_INSTRUCTION_
Which lines of the data below contain the word "photograph" with matching case? Show each of those lines in full.

_DATA SUPPLIED_
begin

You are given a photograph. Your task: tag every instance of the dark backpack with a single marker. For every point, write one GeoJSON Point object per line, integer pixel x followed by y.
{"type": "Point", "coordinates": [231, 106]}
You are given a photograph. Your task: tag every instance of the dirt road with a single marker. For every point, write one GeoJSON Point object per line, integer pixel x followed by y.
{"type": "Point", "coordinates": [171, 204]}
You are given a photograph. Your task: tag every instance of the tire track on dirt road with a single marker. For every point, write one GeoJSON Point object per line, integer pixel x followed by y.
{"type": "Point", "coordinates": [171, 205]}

end
begin

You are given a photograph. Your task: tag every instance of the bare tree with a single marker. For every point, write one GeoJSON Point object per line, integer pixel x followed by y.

end

_ANSWER TO THIS TASK_
You are given a photograph. Your task: tag every instance of the dark backpack with a single marker. For every point, write one GeoJSON Point object per line, integer pixel x followed by y.
You are given a photograph. Your task: tag every instance of the dirt road with a single marker. For every point, write one GeoJSON Point object per line, integer pixel x followed by y.
You are given a photograph. Your task: tag every instance of the tire track on dirt road with a single marker. For every point, write one GeoJSON Point object per line, integer pixel x followed by y.
You are given a photograph. Your task: tag every instance of the bare tree with a single marker. For every point, write one GeoJSON Point object per line, integer pixel x followed by y.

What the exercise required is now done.